* [Problem statement]
Retype, word for word, every line from the one holding "1512L356 1489L333 1479L322" through the one holding "8L0 13L3 518L2128" in the entries below, both included, and only those lines.

* [Data provided]
↓
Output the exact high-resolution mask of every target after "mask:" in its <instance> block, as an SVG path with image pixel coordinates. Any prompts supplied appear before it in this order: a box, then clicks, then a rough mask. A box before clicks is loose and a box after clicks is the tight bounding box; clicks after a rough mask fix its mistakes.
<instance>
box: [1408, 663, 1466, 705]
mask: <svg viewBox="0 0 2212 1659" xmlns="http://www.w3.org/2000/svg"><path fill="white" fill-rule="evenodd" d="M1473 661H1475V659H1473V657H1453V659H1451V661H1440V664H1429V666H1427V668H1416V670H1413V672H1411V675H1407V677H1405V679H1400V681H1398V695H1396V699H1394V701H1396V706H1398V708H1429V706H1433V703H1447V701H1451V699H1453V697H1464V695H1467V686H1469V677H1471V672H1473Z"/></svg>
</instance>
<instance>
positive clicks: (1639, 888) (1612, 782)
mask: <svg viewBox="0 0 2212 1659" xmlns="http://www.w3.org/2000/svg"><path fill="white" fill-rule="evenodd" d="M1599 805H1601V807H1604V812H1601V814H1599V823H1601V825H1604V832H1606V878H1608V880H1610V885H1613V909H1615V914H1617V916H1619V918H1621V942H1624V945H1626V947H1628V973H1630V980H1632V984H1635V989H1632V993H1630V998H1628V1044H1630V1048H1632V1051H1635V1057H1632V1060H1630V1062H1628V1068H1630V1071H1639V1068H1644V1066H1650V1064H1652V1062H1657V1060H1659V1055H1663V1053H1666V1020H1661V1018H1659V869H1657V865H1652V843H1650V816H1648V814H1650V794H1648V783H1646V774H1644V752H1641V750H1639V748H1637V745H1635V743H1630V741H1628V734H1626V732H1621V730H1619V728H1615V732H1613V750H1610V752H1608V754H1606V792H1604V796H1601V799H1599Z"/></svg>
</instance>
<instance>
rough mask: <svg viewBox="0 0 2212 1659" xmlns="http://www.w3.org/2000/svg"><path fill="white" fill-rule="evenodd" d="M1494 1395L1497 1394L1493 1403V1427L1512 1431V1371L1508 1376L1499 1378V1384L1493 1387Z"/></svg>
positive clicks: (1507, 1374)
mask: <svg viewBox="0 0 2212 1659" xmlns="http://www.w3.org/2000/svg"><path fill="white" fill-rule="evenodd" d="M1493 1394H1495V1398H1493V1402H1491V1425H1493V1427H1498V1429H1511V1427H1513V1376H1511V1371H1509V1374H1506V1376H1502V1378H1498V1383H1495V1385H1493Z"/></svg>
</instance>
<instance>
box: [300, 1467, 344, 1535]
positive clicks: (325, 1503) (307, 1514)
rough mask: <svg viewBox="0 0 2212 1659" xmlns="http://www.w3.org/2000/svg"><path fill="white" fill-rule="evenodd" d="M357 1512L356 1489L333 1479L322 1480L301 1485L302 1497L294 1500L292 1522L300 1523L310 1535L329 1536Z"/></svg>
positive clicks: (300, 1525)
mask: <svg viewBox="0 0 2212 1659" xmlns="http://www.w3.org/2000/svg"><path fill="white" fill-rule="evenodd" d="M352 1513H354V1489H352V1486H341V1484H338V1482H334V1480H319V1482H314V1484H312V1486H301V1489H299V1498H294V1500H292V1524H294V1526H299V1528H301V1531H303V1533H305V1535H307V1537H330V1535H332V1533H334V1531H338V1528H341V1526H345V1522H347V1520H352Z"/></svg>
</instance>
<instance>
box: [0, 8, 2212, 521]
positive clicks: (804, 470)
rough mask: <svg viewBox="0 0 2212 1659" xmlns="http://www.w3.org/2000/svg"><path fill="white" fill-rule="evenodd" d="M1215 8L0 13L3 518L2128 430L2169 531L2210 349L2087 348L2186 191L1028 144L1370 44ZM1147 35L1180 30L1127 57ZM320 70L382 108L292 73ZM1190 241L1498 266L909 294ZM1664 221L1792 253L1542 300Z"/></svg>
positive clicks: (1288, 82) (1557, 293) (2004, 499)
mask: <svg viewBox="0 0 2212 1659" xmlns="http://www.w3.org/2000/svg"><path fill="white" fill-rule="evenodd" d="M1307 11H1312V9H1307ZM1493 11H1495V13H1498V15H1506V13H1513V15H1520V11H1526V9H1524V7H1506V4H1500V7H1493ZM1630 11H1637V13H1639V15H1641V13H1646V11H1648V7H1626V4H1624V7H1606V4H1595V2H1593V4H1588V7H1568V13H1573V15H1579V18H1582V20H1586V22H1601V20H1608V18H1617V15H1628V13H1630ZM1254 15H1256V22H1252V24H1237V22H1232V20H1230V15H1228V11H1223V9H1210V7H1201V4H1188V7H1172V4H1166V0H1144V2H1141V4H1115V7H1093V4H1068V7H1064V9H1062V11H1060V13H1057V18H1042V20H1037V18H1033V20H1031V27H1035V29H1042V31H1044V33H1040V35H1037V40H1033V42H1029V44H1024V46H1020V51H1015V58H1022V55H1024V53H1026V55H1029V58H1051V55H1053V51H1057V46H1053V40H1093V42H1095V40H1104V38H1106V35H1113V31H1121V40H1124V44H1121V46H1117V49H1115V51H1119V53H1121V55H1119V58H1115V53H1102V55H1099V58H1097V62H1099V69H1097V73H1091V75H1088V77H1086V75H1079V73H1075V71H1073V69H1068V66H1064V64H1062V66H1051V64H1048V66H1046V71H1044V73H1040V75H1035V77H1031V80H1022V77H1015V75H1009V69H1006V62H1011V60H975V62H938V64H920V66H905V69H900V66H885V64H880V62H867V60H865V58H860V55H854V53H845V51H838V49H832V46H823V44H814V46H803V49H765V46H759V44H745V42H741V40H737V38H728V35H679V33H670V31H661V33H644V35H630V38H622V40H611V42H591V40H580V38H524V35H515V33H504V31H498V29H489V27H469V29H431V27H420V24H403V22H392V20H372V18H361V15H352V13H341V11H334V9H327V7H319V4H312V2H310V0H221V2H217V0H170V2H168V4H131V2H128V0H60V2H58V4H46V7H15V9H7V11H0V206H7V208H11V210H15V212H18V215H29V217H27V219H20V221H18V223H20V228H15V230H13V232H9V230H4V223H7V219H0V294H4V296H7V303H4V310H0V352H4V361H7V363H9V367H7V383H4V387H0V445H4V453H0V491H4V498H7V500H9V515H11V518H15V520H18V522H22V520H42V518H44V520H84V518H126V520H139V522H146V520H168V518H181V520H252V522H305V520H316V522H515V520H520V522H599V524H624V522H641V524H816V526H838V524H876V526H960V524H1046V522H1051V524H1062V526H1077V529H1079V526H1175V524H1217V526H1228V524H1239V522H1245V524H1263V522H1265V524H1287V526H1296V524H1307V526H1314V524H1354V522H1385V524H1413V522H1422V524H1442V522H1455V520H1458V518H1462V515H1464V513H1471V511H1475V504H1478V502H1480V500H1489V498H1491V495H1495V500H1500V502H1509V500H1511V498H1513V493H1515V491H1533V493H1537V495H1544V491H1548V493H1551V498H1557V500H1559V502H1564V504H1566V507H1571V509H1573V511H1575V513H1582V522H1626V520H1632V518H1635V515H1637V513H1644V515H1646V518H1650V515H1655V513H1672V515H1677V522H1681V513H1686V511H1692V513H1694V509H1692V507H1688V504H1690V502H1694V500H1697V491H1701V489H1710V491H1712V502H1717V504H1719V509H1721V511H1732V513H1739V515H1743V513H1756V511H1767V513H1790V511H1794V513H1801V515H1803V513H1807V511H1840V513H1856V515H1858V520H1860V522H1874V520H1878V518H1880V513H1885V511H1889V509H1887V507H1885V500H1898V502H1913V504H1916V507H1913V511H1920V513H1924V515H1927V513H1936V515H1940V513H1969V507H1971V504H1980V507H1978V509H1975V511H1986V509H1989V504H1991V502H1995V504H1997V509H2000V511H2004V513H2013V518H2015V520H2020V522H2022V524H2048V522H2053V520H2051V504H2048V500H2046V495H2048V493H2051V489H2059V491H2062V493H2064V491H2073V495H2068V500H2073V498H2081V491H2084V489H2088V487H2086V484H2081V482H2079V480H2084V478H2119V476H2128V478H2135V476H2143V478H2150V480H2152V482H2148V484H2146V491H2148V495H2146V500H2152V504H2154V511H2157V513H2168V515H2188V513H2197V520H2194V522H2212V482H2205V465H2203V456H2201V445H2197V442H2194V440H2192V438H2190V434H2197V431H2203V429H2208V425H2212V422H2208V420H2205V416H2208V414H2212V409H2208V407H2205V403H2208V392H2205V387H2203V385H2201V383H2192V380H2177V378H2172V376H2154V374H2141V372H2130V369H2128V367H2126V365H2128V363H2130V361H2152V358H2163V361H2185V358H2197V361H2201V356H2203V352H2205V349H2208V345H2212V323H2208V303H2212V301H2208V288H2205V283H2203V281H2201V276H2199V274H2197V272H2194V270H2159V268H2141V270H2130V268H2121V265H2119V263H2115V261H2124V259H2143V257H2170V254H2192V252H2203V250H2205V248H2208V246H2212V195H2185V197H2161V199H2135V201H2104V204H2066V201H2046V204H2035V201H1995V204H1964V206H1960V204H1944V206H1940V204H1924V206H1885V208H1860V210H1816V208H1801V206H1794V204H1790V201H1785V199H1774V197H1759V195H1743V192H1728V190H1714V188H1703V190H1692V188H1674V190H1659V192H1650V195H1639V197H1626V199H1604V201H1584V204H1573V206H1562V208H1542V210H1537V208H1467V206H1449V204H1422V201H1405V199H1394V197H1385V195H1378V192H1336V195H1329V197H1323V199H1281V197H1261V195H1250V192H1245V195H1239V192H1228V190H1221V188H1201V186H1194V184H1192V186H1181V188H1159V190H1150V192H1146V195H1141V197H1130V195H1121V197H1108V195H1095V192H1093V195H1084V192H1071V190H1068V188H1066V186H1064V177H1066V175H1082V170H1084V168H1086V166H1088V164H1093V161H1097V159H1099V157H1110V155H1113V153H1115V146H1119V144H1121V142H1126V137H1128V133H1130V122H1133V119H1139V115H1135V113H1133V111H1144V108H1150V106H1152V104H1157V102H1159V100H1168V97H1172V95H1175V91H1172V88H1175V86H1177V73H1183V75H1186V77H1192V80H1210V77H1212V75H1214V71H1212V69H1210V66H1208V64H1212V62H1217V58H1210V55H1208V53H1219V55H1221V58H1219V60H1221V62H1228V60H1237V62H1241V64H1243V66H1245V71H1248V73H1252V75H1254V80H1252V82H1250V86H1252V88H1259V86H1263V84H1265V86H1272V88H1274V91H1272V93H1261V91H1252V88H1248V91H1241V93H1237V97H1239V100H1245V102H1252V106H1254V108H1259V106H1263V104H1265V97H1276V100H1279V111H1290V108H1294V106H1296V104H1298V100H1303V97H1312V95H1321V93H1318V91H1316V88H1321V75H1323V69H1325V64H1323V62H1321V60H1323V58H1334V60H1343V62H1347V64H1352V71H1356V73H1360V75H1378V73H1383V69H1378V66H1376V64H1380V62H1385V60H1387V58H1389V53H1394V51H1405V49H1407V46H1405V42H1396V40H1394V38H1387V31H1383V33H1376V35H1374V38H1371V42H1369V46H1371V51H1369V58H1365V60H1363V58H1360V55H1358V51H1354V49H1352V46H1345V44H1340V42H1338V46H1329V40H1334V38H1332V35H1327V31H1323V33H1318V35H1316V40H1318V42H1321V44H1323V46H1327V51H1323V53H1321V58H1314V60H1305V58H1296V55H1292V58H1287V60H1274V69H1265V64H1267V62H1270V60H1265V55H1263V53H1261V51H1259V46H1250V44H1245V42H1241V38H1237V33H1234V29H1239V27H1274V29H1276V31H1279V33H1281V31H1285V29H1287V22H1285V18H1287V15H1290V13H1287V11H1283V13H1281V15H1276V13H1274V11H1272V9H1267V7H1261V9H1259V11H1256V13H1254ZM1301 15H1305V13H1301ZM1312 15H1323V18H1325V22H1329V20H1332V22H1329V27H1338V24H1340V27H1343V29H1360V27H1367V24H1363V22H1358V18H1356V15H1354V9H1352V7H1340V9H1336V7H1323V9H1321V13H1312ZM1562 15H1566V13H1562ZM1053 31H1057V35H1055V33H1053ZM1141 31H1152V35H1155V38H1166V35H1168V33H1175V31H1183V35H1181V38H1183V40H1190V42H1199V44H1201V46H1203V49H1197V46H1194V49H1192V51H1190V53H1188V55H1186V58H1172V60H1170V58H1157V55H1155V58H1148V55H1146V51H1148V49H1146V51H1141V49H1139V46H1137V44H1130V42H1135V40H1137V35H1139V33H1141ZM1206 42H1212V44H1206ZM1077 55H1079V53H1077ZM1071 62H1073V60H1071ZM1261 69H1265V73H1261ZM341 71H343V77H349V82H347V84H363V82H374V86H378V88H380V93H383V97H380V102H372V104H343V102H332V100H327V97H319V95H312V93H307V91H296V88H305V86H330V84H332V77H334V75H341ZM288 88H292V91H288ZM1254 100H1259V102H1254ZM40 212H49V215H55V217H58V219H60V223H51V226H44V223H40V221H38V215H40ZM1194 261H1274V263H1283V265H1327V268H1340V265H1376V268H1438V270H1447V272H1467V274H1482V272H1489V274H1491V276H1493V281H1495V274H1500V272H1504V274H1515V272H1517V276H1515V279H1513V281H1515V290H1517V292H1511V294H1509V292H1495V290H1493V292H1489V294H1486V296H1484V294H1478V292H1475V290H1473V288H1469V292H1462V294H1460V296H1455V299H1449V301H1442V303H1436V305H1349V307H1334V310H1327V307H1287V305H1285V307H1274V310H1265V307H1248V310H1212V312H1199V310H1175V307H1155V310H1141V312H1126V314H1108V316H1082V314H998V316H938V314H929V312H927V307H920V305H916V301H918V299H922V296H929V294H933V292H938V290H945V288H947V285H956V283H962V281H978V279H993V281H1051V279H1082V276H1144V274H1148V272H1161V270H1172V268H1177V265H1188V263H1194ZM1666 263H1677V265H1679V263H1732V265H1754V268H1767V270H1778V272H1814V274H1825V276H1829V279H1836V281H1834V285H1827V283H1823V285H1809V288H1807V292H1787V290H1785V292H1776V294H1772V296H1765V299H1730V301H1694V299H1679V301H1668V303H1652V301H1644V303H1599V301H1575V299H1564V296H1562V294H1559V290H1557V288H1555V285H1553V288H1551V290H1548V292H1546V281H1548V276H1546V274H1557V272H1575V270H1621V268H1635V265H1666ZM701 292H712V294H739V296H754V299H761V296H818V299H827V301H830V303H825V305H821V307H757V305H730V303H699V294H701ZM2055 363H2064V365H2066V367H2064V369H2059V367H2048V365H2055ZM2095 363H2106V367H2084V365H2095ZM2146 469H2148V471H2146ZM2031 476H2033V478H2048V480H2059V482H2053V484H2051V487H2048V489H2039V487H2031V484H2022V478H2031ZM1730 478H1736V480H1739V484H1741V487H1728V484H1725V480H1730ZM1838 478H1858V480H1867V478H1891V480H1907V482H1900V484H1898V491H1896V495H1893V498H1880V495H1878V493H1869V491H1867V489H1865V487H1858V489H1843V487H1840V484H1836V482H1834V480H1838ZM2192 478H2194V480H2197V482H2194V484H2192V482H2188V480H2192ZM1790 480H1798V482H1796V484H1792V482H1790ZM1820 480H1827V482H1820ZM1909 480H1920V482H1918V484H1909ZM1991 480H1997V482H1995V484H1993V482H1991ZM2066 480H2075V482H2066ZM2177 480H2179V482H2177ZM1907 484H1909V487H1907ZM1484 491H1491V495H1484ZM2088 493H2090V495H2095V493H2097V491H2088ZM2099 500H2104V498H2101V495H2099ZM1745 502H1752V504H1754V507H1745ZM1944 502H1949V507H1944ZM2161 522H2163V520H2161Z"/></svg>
↑
* [Answer space]
rough mask: <svg viewBox="0 0 2212 1659" xmlns="http://www.w3.org/2000/svg"><path fill="white" fill-rule="evenodd" d="M357 1512L356 1489L333 1479L322 1480L301 1485L302 1497L294 1500L292 1522L300 1523L310 1535L329 1536Z"/></svg>
positive clicks: (300, 1525)
mask: <svg viewBox="0 0 2212 1659" xmlns="http://www.w3.org/2000/svg"><path fill="white" fill-rule="evenodd" d="M352 1513H354V1489H352V1486H341V1484H338V1482H334V1480H319V1482H314V1484H312V1486H301V1489H299V1498H294V1500H292V1524H294V1526H299V1528H301V1531H303V1533H305V1535H307V1537H330V1535H332V1533H334V1531H338V1528H341V1526H345V1522H347V1520H352Z"/></svg>
</instance>
<instance>
box: [0, 8, 2212, 521]
positive clicks: (804, 470)
rough mask: <svg viewBox="0 0 2212 1659" xmlns="http://www.w3.org/2000/svg"><path fill="white" fill-rule="evenodd" d="M1215 8L0 13L3 518L2128 430L2169 531L2210 349L2087 348L2186 191L1028 144L1370 44ZM1147 35L1180 30L1127 57ZM320 70L382 108L292 73ZM1190 241L1498 266L909 294ZM1664 221L1792 253L1542 300Z"/></svg>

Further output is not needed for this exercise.